* What needs to be done
Write out every line of the data below word for word, but leave the pictures out.

[Data items]
--- Begin ---

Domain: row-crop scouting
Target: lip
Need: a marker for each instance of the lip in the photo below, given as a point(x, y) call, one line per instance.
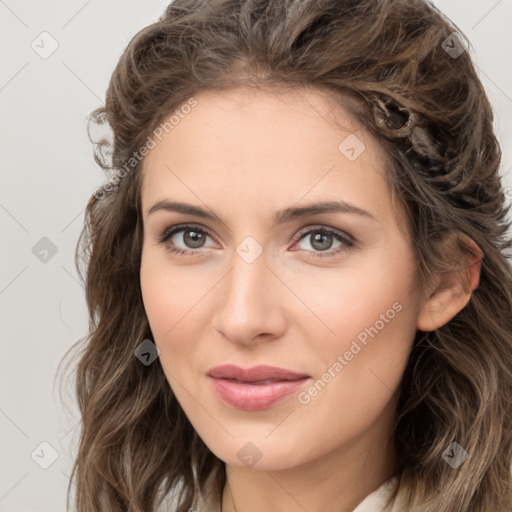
point(257, 388)
point(254, 374)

--- End ---

* Exercise solution
Domain: row-crop scouting
Target: lip
Need: a marker for each instance of the lip in the photo below, given as a point(x, y) call, one line per instance.
point(257, 388)
point(254, 374)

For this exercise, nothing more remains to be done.